*WHAT IS EXPECTED*. Can you carry on the endorsement of Macron's reelection below, picking up after its last sentence?

START SUPPLIED TEXT

Endorsement

Macron Is Succeeding. He Deserves a Second Term

The president promised to make France competitive and confident again, and he has.

Emmanuel Macron
French president Emmanuel Macron gives a speech in Nîmes, December 6, 2019 (Elysée/Soazig de la Moissonniere)

When we endorsed Emmanuel Macron in 2017, it was because he was the best candidate to make France competitive and confident again. He has. French voters should give him a second term.

Macron relaxed French labor laws, which had been among the strictest in the world. Unemployment fell to a thirteen-year low. He eased auditing requirements, streamlined bankruptcy procedures and lowered social charges and taxes for entrepreneurs. Business creation rose 60 percent.

Foreign investors were impressed. Before the pandemic, France even overtook Germany and the United Kingdom as the top destination of foreign investment in Europe.

Opponents have lampooned Macron as a “president of the rich” for putting the economy first. But he also enrolled freelancers in public unemployment insurance, extended welfare to one million more households, and made dental services, eyeglasses and hearing aids free.

END SUPPLIED TEXT
START DATA UNDER STUDY

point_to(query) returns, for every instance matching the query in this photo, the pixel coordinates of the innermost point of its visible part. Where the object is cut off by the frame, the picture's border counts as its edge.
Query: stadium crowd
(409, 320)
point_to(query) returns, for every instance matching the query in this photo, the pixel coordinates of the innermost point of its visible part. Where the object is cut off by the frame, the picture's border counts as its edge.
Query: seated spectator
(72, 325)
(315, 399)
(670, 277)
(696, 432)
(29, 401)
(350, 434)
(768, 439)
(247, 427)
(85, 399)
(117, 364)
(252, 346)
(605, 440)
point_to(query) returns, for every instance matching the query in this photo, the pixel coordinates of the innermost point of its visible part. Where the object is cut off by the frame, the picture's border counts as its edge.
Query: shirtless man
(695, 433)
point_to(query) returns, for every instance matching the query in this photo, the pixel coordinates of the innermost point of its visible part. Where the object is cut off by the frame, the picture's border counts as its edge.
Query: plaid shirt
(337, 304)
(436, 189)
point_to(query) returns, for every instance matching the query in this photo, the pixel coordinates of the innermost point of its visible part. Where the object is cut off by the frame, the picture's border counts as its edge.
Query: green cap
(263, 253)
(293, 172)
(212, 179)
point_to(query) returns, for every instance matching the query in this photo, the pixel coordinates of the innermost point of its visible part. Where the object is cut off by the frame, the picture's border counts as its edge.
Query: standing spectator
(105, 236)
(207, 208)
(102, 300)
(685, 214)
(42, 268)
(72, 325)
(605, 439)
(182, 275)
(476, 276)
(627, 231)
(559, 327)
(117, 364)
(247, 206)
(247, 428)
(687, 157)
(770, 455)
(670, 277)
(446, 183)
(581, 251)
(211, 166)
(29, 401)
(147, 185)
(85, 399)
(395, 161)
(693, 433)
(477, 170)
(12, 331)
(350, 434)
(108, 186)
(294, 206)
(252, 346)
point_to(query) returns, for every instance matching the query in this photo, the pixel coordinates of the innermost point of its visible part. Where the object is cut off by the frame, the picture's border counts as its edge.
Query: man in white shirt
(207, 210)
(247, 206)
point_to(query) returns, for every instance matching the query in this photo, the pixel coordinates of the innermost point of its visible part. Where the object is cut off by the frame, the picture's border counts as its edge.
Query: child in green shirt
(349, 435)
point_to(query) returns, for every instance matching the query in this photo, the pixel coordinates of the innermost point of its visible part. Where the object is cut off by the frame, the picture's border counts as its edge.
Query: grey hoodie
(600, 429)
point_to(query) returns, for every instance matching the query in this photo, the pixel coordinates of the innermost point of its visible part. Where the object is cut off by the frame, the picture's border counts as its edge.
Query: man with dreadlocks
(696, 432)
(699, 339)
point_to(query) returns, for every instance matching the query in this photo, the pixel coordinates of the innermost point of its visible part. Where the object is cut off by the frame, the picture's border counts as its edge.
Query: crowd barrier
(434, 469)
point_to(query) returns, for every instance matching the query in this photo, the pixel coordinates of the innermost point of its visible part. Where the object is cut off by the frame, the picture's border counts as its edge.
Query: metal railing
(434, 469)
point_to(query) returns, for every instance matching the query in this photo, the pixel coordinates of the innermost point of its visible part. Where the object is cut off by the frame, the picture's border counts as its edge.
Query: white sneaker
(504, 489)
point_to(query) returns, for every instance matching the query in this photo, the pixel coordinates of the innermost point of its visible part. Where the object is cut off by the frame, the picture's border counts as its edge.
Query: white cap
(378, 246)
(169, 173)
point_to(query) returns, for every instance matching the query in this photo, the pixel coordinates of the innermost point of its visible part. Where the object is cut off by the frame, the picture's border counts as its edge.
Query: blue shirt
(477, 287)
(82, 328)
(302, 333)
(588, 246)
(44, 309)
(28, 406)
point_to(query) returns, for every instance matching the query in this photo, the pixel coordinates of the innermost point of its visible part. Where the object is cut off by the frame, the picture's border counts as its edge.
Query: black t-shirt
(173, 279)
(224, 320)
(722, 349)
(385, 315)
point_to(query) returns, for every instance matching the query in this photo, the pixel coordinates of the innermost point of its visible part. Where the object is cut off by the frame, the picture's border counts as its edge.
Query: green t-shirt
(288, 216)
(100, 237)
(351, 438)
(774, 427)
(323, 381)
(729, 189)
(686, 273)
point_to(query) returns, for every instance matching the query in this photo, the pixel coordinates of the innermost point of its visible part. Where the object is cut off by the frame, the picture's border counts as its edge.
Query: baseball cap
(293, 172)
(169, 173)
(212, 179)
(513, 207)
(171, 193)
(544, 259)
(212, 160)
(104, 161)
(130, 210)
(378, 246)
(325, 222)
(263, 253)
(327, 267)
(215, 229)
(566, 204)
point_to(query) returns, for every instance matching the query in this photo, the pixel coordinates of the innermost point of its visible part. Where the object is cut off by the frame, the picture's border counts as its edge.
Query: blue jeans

END DATA UNDER STUDY

*TASK RESULT*.
France became a leader again in Europe. Macron didn’t win every argument in Brussels, but the EU looks and sounds more French than it did five years ago. Xi Jinping’s authoritarianism and Donald Trump’s isolationism have convinced the other member states to give France’s proposals for European “strategic autonomy” a chance. Vladimir Putin’s invasion of Ukraine has given European defense cooperation, long favored by the French, a new lease on life. With five more years, Macron could put those ideas into action.

Law and order

Macron’s law-and-order offensive has been portrayed as an attempt to take the wind out of the far right’s sails — in the case of the American press, even caricatured as “pandering to Islamophobia” and “flirting with political authoritarianism” — but it is justified.

French homicide rates remain low, but (sexual) assaults and frauds have increased in the last five years. The French haven’t forgotten the deadly terrorist attacks of 2015 and 2016, when 130 and 86 people were killed in Paris and Nice, respectively. 81 percent of French voters believe prison sentences are too short.

Macron hired 10,000 cops, closed mosques run by radical imams, conditioned state funding for religious institutions on their support of republican values and tightened laws against online hate speech.

Macron can be faulted for being heavy on repression and light on prevention. He (admirably) admitted France let down its ethnic minorities by confining them to suburban ghettos, where the quality of education is usually low and jobs are scarce. He promised new policies for the banlieues. He will need to deliver on that promise in a second term.

Challenges ahead

Two of the biggest challenges France faces in the next five years are energy and pensions, and Macron has the best ideas for both.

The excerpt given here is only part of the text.